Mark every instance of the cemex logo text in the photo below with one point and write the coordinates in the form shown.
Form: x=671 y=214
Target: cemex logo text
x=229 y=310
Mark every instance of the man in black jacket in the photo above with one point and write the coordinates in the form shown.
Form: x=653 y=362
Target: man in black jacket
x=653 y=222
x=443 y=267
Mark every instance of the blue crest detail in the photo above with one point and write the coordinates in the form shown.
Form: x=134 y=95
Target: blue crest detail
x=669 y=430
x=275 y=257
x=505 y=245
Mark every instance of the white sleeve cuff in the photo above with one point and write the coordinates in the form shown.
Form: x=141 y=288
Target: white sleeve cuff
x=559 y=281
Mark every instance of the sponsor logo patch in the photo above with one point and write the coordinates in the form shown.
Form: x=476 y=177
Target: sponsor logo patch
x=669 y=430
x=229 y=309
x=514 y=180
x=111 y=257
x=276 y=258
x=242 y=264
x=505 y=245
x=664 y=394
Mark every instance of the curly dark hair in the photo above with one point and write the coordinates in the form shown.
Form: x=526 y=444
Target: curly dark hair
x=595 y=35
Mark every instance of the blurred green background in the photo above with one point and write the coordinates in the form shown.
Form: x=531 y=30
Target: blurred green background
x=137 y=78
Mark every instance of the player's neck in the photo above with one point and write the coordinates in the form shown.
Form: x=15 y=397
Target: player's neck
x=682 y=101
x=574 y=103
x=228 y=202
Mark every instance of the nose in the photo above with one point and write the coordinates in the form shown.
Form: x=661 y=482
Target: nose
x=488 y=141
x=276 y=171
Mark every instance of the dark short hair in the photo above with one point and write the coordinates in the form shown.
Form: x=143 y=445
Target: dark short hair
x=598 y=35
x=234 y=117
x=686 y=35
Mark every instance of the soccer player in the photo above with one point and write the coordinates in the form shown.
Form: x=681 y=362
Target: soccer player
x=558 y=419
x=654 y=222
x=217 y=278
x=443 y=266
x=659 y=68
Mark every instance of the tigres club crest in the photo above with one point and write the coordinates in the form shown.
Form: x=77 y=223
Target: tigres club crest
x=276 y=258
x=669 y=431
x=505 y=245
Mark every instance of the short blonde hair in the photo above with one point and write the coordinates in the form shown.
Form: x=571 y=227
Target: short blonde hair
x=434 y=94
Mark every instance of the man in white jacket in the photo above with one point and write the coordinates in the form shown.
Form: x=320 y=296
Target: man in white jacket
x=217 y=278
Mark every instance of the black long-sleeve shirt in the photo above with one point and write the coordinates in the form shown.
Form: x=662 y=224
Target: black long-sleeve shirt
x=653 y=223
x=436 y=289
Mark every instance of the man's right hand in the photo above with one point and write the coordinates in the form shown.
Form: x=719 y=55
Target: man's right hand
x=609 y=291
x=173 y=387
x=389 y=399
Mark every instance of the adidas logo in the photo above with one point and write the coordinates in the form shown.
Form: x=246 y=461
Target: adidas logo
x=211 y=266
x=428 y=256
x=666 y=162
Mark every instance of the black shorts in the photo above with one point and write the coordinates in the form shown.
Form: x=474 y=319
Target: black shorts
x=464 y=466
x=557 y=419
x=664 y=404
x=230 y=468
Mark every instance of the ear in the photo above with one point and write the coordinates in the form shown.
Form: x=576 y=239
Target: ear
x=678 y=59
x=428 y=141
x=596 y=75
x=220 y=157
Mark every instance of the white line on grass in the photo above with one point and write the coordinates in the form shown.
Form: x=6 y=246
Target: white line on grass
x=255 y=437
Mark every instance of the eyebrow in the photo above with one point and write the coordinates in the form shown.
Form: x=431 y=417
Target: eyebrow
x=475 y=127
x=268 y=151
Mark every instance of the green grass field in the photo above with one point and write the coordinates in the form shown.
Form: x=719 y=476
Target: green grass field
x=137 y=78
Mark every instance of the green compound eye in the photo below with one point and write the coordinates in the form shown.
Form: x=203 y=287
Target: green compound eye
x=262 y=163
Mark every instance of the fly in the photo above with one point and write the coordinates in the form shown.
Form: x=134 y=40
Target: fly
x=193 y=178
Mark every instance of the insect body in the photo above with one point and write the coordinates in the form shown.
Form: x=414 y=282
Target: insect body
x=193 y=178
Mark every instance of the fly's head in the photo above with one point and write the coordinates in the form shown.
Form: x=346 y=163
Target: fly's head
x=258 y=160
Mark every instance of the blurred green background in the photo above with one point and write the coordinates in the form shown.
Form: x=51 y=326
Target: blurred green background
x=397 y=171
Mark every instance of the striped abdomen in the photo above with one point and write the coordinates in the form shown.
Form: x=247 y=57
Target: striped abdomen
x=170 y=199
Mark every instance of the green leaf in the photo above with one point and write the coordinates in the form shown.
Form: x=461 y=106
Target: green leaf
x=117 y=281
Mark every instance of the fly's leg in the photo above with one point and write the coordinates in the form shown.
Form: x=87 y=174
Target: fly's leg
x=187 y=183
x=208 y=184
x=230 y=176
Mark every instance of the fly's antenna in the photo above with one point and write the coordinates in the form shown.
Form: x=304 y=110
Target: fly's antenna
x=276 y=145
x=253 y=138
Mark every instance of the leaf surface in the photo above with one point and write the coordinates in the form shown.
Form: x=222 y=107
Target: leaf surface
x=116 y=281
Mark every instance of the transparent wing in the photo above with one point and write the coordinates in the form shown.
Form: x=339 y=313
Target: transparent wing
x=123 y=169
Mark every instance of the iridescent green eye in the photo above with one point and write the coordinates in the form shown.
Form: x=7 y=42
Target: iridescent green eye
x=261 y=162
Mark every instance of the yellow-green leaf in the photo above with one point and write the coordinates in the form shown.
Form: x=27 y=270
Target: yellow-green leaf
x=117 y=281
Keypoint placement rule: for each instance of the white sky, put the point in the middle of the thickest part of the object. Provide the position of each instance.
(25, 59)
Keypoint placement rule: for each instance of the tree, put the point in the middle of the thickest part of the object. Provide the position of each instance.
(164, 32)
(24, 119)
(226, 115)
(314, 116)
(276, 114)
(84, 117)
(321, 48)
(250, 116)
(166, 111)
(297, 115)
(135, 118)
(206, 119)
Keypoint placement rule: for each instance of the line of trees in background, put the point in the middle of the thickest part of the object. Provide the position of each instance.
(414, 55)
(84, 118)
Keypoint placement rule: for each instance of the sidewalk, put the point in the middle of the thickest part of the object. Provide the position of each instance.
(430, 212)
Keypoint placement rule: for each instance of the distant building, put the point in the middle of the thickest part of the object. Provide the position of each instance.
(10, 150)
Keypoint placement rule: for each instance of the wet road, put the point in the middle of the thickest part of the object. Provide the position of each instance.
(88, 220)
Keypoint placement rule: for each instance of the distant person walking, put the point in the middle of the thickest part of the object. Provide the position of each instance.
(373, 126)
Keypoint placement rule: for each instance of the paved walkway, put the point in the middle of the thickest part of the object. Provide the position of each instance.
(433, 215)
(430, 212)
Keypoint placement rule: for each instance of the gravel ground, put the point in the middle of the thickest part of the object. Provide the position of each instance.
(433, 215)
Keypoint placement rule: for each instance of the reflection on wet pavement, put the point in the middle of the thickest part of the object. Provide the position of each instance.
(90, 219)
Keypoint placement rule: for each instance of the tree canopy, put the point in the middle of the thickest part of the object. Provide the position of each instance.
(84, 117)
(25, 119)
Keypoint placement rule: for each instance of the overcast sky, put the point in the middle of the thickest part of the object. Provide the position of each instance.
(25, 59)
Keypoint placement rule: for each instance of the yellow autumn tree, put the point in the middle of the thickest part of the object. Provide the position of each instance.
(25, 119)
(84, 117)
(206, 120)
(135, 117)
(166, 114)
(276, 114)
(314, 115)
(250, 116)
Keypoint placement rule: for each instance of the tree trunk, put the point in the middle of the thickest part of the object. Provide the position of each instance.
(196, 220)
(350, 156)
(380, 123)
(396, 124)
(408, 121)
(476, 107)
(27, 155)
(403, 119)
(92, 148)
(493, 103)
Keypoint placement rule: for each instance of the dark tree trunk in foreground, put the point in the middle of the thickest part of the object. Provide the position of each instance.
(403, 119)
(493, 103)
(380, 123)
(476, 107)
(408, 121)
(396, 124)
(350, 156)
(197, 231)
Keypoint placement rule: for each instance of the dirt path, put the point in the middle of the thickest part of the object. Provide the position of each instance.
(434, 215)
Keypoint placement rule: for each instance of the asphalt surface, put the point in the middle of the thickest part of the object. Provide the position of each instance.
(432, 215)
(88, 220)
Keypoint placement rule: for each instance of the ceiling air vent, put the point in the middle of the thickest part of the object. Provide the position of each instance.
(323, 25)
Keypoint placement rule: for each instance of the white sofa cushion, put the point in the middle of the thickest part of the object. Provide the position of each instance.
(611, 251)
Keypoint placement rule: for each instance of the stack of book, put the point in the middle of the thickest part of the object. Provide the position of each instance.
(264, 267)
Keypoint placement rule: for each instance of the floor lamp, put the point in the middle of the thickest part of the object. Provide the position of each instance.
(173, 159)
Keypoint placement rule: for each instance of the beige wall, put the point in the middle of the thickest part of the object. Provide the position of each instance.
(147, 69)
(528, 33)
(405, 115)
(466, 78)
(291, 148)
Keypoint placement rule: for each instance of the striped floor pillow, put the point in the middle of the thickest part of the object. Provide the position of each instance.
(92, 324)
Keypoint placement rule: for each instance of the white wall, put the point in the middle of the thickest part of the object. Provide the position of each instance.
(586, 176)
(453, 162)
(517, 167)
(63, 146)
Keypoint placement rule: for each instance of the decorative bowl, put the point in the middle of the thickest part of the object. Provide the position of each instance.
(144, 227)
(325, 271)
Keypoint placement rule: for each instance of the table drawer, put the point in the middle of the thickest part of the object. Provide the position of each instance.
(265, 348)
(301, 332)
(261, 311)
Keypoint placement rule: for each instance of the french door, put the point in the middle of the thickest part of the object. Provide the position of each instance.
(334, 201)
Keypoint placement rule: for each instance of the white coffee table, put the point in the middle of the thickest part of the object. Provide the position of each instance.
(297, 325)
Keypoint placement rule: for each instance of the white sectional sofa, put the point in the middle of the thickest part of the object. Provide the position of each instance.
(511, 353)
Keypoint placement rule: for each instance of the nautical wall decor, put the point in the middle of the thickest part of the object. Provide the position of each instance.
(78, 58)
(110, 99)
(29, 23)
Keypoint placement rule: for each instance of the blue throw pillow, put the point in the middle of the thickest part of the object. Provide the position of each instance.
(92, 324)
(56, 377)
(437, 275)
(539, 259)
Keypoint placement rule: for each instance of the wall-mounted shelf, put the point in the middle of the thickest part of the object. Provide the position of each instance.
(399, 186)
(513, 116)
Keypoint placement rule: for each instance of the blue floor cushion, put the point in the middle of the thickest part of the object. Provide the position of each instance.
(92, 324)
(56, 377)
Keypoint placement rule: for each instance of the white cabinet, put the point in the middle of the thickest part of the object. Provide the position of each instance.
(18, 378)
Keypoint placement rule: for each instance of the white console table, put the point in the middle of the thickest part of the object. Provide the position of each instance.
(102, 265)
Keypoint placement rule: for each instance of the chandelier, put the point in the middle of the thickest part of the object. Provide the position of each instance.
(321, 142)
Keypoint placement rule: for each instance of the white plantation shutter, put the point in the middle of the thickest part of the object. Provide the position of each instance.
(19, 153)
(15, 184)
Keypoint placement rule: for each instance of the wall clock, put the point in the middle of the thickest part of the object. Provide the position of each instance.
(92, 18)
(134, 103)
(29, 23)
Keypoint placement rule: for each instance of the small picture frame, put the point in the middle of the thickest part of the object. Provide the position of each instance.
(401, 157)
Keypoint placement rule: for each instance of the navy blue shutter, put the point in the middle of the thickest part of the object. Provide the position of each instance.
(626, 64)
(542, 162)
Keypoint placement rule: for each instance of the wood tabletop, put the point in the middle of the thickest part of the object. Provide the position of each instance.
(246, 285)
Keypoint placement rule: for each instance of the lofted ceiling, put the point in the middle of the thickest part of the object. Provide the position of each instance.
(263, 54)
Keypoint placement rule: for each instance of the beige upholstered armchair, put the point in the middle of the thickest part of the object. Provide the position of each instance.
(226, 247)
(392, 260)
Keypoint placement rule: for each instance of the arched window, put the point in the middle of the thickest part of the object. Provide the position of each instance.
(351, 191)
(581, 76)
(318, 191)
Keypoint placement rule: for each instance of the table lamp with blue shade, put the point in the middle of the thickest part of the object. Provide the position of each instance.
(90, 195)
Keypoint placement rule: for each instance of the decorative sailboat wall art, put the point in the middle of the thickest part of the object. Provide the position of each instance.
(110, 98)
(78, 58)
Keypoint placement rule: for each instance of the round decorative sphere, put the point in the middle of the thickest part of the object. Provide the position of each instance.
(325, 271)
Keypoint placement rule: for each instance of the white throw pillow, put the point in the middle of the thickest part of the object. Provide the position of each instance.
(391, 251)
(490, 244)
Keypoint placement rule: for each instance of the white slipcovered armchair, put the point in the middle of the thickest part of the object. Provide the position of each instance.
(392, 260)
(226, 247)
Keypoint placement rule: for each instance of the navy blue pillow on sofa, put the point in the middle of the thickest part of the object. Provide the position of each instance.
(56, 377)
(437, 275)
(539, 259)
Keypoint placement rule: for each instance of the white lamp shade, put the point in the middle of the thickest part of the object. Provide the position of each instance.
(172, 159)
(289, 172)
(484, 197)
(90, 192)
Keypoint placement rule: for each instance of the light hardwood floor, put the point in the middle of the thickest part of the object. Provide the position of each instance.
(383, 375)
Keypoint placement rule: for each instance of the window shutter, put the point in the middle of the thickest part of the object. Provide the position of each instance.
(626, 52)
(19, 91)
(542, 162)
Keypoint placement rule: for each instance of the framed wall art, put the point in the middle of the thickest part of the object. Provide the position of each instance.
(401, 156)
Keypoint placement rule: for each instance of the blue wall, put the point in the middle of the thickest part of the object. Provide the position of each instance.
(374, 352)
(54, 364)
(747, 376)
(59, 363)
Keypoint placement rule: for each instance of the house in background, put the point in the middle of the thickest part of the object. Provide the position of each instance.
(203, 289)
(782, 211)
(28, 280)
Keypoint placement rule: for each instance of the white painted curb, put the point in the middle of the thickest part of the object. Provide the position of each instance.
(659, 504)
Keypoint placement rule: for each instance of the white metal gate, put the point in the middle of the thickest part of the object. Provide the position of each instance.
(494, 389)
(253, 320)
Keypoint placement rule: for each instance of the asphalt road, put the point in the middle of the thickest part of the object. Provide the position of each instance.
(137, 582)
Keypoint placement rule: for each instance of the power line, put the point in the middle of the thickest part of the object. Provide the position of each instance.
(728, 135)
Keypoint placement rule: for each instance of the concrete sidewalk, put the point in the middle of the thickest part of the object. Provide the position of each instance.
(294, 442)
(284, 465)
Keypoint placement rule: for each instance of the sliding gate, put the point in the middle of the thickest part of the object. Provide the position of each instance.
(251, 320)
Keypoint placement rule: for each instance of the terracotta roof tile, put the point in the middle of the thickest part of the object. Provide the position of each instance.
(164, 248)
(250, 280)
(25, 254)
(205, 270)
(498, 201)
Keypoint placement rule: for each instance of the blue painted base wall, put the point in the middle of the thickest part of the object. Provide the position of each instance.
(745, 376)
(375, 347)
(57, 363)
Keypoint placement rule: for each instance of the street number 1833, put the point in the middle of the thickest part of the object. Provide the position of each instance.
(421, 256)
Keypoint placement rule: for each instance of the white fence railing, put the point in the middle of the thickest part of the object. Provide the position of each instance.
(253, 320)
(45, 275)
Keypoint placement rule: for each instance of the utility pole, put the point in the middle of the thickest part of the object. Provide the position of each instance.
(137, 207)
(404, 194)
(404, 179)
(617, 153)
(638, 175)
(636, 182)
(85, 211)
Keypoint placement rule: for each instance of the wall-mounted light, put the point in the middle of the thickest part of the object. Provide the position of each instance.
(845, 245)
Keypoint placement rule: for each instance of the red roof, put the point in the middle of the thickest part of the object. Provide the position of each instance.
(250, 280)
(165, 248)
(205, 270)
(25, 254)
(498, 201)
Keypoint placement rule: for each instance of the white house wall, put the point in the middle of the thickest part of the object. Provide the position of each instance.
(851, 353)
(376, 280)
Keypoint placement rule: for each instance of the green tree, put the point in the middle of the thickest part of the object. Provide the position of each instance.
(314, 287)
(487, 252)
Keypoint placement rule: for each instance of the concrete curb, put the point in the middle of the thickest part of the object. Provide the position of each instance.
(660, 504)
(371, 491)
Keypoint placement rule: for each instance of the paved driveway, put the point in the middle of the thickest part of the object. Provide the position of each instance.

::::

_TASK REQUIREMENTS_:
Make an exact copy of every line from the one with "Keypoint placement rule: for each instance of the green" to the end of the data, with the first and last of those lines included.

_SOLVED EXERCISE_:
Keypoint placement rule: for each instance of the green tree, put the point in the middle of the thickest part of the object. Provide the position of each instance.
(314, 287)
(487, 252)
Keypoint placement rule: for each instance of the concrete curb, put the point in the middle of the thickest part of the object. Provide the position of each instance.
(660, 504)
(371, 491)
Keypoint placement rule: for each instance of the paved driveway, put the point in the middle of the thickest part of the object. Provide the position of each instance.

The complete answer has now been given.